_WRITTEN PROBLEM 1_
Pick out every line of the records that contains the string "roof", matching case exactly.

_EXCERPT TO READ_
========

1

I have loaded one csv file into my spark dataframe, after that if I try to calculate using approxQuantile method which is giving me an error. Tried with different data set and different columns, probablibities, and relativeError. Help me out understanding what's going on.

df.approxQuantile("column_name", [0.2,0.3,0.6,1.0], 0)

I am getting the following error :

py4j.protocol.Py4JError: An error occurred while calling o30.approxQuantile. Trace: py4j.Py4JException: Method approxQuantile([class scala.collection.immutable.$colon$colon, class scala.collection.immutable.$colon$colon, class java.lang.Double]) does not exist at py4j.reflection.ReflectionEngine.getMethod(ReflectionEngine.java:318) at py4j.reflection.ReflectionEngine.getMethod(ReflectionEngine.java:326) at py4j.Gateway.invoke(Gateway.java:272) at py4j.commands.AbstractCommand.invokeMethod(AbstractCommand.java:132) at py4j.commands.CallCommand.execute(CallCommand.java:79) at py4j.GatewayConnection.run(GatewayConnection.java:214) at java.lang.Thread.run(Thread.java:745)

========

_WRITTEN PROBLEM 2_
Summarize the forum post about the approxQuantile error in two sentences.

_RECORDED DATA_

========

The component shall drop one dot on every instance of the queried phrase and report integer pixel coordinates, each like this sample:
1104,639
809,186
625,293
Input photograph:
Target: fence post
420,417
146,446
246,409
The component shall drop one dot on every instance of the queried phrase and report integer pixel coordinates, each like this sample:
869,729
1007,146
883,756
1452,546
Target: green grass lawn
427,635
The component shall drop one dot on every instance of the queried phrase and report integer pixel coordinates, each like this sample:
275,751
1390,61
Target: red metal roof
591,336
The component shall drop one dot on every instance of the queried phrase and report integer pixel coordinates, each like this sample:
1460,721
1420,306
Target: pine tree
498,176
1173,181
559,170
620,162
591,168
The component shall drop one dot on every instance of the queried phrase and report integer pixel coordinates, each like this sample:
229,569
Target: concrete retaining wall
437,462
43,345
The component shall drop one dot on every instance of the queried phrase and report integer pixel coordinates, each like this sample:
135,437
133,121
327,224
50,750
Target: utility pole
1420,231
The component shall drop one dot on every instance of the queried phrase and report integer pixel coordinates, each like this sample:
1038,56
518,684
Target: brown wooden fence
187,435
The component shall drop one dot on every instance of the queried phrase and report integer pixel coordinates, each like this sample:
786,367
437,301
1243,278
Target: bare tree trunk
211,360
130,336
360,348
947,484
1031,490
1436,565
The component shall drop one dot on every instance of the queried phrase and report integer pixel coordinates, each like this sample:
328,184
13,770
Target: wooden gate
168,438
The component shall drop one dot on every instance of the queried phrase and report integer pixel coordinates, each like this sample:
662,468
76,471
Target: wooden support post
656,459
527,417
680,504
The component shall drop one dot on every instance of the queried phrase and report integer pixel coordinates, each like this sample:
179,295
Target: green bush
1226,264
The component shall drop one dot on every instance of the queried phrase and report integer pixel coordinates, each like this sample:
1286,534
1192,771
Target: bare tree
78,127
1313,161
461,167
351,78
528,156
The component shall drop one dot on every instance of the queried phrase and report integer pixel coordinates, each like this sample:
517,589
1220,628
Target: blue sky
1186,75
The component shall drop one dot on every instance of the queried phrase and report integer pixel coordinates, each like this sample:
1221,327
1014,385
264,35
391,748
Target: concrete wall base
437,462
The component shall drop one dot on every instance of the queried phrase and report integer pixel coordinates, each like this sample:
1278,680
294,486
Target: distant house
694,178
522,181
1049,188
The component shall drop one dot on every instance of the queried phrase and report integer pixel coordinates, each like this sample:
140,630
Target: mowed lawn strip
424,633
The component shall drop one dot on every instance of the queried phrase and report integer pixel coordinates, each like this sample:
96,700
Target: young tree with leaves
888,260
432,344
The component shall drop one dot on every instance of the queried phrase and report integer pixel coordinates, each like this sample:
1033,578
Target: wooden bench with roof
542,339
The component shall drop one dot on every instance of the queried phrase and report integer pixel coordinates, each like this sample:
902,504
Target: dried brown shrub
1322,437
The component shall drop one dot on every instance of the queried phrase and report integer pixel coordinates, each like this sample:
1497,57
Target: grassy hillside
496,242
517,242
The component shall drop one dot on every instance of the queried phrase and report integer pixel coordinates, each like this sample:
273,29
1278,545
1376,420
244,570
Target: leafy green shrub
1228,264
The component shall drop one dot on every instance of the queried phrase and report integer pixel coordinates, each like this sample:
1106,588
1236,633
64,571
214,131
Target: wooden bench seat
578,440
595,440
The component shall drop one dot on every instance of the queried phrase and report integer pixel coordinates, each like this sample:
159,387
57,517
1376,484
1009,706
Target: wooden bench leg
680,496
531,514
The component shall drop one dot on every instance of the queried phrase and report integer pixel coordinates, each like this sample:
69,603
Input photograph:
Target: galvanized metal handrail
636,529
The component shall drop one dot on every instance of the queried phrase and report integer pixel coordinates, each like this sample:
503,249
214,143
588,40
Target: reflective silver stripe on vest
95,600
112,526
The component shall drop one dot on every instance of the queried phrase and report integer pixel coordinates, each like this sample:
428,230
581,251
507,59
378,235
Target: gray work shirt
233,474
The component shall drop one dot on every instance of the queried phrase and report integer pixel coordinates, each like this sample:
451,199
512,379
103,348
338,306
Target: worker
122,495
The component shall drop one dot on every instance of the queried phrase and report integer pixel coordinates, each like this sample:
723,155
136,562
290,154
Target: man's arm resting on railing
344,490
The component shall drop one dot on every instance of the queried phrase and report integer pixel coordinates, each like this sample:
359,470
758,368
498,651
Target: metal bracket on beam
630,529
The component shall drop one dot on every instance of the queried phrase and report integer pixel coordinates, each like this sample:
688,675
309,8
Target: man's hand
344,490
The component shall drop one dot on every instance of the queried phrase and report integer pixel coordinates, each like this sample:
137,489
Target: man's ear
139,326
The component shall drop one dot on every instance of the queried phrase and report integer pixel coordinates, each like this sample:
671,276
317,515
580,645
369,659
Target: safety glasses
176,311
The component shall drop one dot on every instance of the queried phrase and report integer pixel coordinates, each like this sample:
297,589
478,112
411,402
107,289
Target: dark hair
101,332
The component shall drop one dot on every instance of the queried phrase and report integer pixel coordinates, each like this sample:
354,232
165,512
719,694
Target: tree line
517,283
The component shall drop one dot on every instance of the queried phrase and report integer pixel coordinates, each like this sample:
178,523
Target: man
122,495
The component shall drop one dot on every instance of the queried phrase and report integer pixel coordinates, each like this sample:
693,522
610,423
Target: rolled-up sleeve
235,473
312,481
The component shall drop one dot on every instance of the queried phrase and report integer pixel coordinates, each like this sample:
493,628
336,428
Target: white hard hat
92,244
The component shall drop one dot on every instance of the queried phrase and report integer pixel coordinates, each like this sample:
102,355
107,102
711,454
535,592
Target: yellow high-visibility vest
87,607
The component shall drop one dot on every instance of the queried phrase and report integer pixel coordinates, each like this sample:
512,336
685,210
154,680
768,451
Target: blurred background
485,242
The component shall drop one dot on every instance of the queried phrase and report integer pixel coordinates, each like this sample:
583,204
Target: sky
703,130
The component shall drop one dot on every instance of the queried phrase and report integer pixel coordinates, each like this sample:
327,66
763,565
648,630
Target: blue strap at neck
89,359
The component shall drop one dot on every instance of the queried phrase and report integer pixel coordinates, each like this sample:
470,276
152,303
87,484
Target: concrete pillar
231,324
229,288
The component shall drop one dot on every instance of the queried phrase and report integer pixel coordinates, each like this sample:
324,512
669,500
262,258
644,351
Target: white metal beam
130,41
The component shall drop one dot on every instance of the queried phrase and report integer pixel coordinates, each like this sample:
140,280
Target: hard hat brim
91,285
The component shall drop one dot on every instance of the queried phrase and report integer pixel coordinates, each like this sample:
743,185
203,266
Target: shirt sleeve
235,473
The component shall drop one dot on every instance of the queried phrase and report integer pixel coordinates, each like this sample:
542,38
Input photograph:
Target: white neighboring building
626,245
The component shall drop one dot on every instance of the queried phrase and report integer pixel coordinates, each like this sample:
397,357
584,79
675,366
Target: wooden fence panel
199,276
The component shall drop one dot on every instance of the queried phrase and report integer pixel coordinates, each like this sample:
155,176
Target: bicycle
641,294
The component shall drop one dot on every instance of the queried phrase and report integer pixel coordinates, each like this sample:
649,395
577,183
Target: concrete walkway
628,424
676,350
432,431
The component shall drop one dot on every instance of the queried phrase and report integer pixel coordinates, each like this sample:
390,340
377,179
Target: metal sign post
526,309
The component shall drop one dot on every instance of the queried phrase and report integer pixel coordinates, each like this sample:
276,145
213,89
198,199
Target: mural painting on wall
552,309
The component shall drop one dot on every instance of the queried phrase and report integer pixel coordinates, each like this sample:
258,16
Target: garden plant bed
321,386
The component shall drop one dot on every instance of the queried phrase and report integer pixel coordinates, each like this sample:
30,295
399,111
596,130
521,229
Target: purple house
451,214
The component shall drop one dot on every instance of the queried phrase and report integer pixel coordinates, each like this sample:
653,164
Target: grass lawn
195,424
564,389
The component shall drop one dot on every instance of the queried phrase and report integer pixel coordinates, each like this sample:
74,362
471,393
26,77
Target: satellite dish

========

_WRITTEN SOLUTION 1_
Target: red metal roof
Target: wooden bench with roof

_WRITTEN SOLUTION 2_
After loading a CSV file into a Spark dataframe, the poster gets an error from the approxQuantile method, even after trying different data sets, columns, probabilities, and relativeError values. The error is a Py4JError saying that approxQuantile, with the argument types passed, does not exist.